Saturday, May 29, 2010

A Week

One of my favorite podcasts is Kevin Smith's and Scott Mosier's "Smodcast" which usually ends with Kevin Smith wishing you to "Have a week."  I have had a week.

The dog and I are still adjusting.  This week, while I had to be out of the house with my daughter for just a couple of hours, the dog decided that he would try to follow us by tunneling out of the laundry room into the garage.  In just two hours he managed to destroy a significant portion of the floor -- and this is after we had him groomed and trimmed.  I shudder to think what the damage would have been if he's still had the long nails he had when we adopted him.

So after some tense words, my wife and daughter went out to buy a dog crate.  We now have to lock him up whenever we have to leave him alone.  He does not like it, and at age 7+ it is proving to be very, very difficult to crate train him.  He obviously never had crate training of any kind before.  However, he is not unintelligent; he has already become very adept at snatching the treats we are using to entice him into the crate, and bolting back out before we can even begin to close the door.  For a dog in his fifties, he can be pretty damned fast when he wants to be.

So things are tough.  And I'm still sick.  And since I spent the last entry complaining and moaning about some of these very issues, I really don't have anything much to say of consequence.  I'm still on a number of bandwagons along with the rest of you:  the "Lost" finale made me very emotional; Facebook's privacy is really upsetting me; some of my dearest (and farthest-flung) friends, with whom I have only recently reconnected, are already leaving Facebook at the end of this month because they can't bear to support Zuckeberg's complete lack of sensitivity towards the privacy of others.

Like I said, I'm in the same boat as a bunch of you.  I imagine many of you "had a week" as well.

It's still better than not having a week.  Let's keep telling ourselves that.

Sunday, May 23, 2010

"Life. Don't Talk To Me About Life."

As we approach May 25th, Intergalactic Hitchhiker's or "Towel Day" in honor of the late, great Douglas Adams, I can't help but notice how testy and prickly my recent posts have been -- hence the title for today which is lifted, of course, from Marvin the Paranoid Android's famous line to Arthur Dent in "The Hitchhiker's Guide To The Galaxy."  Lately, I have not been a frood who really knows where his towel is.

It's amazing to me how much my perceptions are artificially colored by my health.  I remember the first time I was put on prednisone for Crohn's Disease -- it was an attempt to keep me stable during a major trip out to California for a visit to my sister-in-law's family.  I didn't realize that the sudden flush of well-being was due to the steroids.  It completely colored that trip.  To this day I absolutely love California and find any excuse I can to visit there.  All because I was on ten milligrams of prednisone and pain temporarily went away for the first time in over twenty years.

Lately the opposite has been going on.  The Crohn's is as bad as it has ever been, and the medication isn't working like I'd hoped, and prednisone doesn't cut it any more.  In the short term, it made me feel wonderful.  In the long term and at the higher doses I later required, it turned me from Dr. Jekyll into Mr. Hyde.  I was less of a bastard when I quit smoking, which is saying a lot.  Add to that the constant raging appetite and the consequent weight gain which put me at over three hundred pounds and you might begin to understand why I no longer consider prednisone to be a treatment option.  And the constant rotten health has decidedly colored my outlook on the world.

§ **Available data**

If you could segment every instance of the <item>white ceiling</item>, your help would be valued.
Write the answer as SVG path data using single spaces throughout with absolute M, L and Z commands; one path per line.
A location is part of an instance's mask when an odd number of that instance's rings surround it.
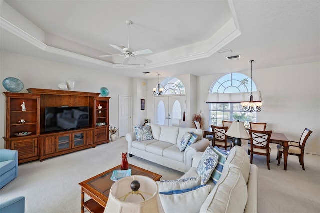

§ **Your objective**
Quote the stretch of the blog post from "Saturday, May 29, 2010" through "we adopted him.". The lines aren't needed here.

§ **Exercise response**
Saturday, May 29, 2010

A Week

One of my favorite podcasts is Kevin Smith's and Scott Mosier's "Smodcast" which usually ends with Kevin Smith wishing you to "Have a week."  I have had a week.

The dog and I are still adjusting.  This week, while I had to be out of the house with my daughter for just a couple of hours, the dog decided that he would try to follow us by tunneling out of the laundry room into the garage.  In just two hours he managed to destroy a significant portion of the floor -- and this is after we had him groomed and trimmed.  I shudder to think what the damage would have been if he's still had the long nails he had when we adopted him.